▸ Passage to read:

########################################

Illustration showing the location, a
photo and proper motion of the
guide star, IM Pegasi

  • Correct position in the heavens for tracking by the on-board telescope (for example, the sun never gets in the way)
  • Shines brightly enough for the on-board telescope to track
  • Is a sufficiently strong radio source that can be tracked by radio telescopes on Earth
  • Is visually located within a fraction of a degree from the reference quasar

It so happens that stars that are radio sources belong to binary star systems. Because almost half the star systems in the universe are binary, it initially seemed that there would be many good candidates for the guide star. However, out of 1,400 stars that were examined, only three matched all four of the necessary criteria. The star that was chosen as the GP-B guide star is named IM Pegasi (HR 8703).

Relating the Guide Star's Motion to a Distant Quasar

Motion of the  guide star, IM Pegasi.
Motion of the guide star, IM Pegasi.

Like all stars in our galaxy, the position of IM Pegasi as viewed from Earth and our science telescope changes over the course of a year. In fact, IM Pegasi moves around its binary partner in a spiraling pattern, rather than a linear path. The total motion of IM Pegasi in one year alone is 100 times larger than the smallest gyroscope spin axis precession measurable with Gravity Probe B. Thus, throughout the science phase of the mission, the GP-B science telescope was tracking a moving star, but gyros were unaffected by the star's so called “proper motion;” their pointing reference was IM Pegasi's position at the beginning of the experiment. Consequently, in the gyro precession data for each orbit, it is necessary to subtract out the telescope's angle of displacement from its original guide star orientation so that the angular displacements of the gyros can be related to the telescope's initial position, rather than its current position each orbit. For this reason, a very accurate map of the proper motion of IM Pegasi is required in order to complete the GP-B data analysis.

########################################

▸ The records:
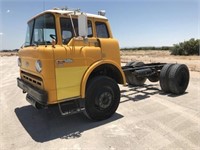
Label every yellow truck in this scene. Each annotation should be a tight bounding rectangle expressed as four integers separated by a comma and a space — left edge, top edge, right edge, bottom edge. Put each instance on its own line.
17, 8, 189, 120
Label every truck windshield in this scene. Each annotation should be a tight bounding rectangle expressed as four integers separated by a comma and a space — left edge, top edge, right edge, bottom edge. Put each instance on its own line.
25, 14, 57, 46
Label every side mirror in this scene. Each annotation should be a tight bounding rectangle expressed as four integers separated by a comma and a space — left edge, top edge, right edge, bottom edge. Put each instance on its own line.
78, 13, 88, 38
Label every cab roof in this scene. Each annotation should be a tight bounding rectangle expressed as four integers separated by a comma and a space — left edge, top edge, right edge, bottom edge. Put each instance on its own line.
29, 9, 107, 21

########################################

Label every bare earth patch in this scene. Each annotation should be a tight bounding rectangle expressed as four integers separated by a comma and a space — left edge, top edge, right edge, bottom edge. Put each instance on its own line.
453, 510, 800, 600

########################################

▸ Problem 1:
Retype the listing from the line with "Label every truck" up to and including the line with "29, 9, 107, 21".
▸ Problem 2:
Continue the passage about the Gravity Probe B guide star from its final sentence.
The passage on the Gravity Probe B guide star has no connection to the listing.

▸ Written answer 1:
Label every truck windshield in this scene. Each annotation should be a tight bounding rectangle expressed as four integers separated by a comma and a space — left edge, top edge, right edge, bottom edge. Put each instance on its own line.
25, 14, 57, 46
Label every side mirror in this scene. Each annotation should be a tight bounding rectangle expressed as four integers separated by a comma and a space — left edge, top edge, right edge, bottom edge. Put each instance on its own line.
78, 13, 88, 38
Label every cab roof in this scene. Each annotation should be a tight bounding rectangle expressed as four integers separated by a comma and a space — left edge, top edge, right edge, bottom edge. Put each instance on its own line.
29, 9, 107, 21

▸ Written answer 2:
Polishing a GP-B gyro rotor.
Using VLBI to measure the motion
of IM Pegasi, and relating that
motion to distant quasars

Because IM Pegasi is a radio source, its proper motion can be tracked by a sophisticated system of radio telescopes, operating in conjunction with each other. This system is called Very Long Base Interferometry or VLBI. Using radio telescopes from New Mexico to Australia to Germany, acting as a single radio telescope the size of the Earth, a team at the Harvard-Smithsonian Center for Astrophysics (CfA) led by astrophysicist Irwin Shapiro, in collaboration with astrophysicist Norbert Bartel and others from York University in Canada and French astronomer Jean-Francois Lestrade have now mapped the motion of IM Pegasi with respect to a reference quasar over a number of years to an unprecedented level of accuracy. With these measurements the motions of the GP-B gyroscope spin axes can now be related to the reference quasar in the distant universe. However, to ensure the integrity of the GP-B experiment, we added a “blind” component to the GP-B data analysis by requesting that the CfA withhold the proper motion data that will enable us to pinpoint the orbit-by-orbit position of IM Pegasi until the rest of our GP-B data analysis is complete. Therefore, the actual precession angles of the GP-B gyros with respect to the distant universe, will not be known until the end of the data analysis process.

Dewar, Porous Plug, and Micro Thrusters

One of the greatest technical challenges for Gravity Probe B was keeping the probe and science instrument precisely at a designated cryogenic temperature, just above absolute zero, of approximately 2.3 kelvin (-270.9 degrees Celsius or -455.5 degrees Fahrenheit) constantly for 16 months or longer. This was accomplished by integrating the probe into a special 2,441 liter (645-gallon) dewar, or thermos, nine feet tall (about the size of a mini van), that is filled with liquid helium. When cooled to nearly absolute zero temperature, liquid helium transforms into a state called “superfluid,” in which it becomes a completely uniform thermal conductor. Only helium exhibits this, and other special properties of superfluidity. The dewar and its payload inside form the main structure around which the GP-B spacecraft was built.

The Dewar and liquid helium served two critically important functions in the mission:

  1. Maintaining a supercold temperature around the science instrument.
  2. Providing a constant stream of gas propellant for precisely controlling the position and attitude of the entire satellite.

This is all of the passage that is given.